▸ BRIEF:
Copy out the full passage on corruption in Kenya word for word.

▸ PAGE EXTRACT:
━━━━━━

Former Amnesty International Kenya executive director Samuel Kimeu, noting that no comprehensive studies have been done on the cost of corruption to Kenya, said it is generally estimated that at least 30 per cent of the resources applied to procuring goods and services are stolen through corrupt means.
“The figure is even higher if you factor in waste,” he wrote in a Nation article.
Director of Public Prosecutions (DPP) Noordin Haji and Director of Criminal Investigations (DCI) George Kinoti are leading the onslaught on rampant corruption that has landed several high-profile personalities in court. In spite of the DPP’s and DCI’s commendable efforts, Kenyans want to see those who have looted national coffers convicted and jailed.
The Catholic Church’s anti-corruption campaign is informed by the belief that legal means alone will not win the war on corruption, which they want scaled up to the spiritual level.
“It’s the conscience that helps people to define what is right or wrong,” Bishop Rotich told the Sunday Nation.

━━━━━━

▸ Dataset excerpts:
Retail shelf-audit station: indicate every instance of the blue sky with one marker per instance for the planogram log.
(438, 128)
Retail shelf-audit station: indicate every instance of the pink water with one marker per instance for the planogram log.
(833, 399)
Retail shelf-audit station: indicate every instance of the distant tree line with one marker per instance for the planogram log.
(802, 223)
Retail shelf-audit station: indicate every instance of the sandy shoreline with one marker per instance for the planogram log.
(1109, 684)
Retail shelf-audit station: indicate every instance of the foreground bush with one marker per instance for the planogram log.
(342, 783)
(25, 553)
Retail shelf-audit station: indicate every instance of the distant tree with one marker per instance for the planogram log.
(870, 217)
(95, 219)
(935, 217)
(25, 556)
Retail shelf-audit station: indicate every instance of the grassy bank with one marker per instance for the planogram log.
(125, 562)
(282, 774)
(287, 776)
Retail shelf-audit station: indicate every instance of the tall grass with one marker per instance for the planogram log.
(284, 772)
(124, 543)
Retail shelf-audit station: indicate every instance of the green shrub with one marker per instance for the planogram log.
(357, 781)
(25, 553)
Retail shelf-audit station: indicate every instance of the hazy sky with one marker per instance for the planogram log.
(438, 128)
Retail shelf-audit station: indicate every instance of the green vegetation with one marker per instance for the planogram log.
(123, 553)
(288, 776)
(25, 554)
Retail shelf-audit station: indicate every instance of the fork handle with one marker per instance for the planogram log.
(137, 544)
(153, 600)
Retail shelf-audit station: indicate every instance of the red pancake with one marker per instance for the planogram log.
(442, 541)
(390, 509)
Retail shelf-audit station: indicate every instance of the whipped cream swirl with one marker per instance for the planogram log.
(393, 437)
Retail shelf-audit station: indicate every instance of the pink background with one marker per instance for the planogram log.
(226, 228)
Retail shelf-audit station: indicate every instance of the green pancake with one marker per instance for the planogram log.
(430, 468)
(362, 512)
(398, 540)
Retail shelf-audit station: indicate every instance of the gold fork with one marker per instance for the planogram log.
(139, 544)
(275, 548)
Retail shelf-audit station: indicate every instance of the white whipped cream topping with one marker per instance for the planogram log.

━━━━━━

▸ EXPECTED ANSWER:
Former Amnesty International Kenya executive director Samuel Kimeu, noting that no comprehensive studies have been done on the cost of corruption to Kenya, said it is generally estimated that at least 30 per cent of the resources applied to procuring goods and services are stolen through corrupt means.
“The figure is even higher if you factor in waste,” he wrote in a Nation article.
Director of Public Prosecutions (DPP) Noordin Haji and Director of Criminal Investigations (DCI) George Kinoti are leading the onslaught on rampant corruption that has landed several high-profile personalities in court. In spite of the DPP’s and DCI’s commendable efforts, Kenyans want to see those who have looted national coffers convicted and jailed.
The Catholic Church’s anti-corruption campaign is informed by the belief that legal means alone will not win the war on corruption, which they want scaled up to the spiritual level.
“It’s the conscience that helps people to define what is right or wrong,” Bishop Rotich told the Sunday Nation.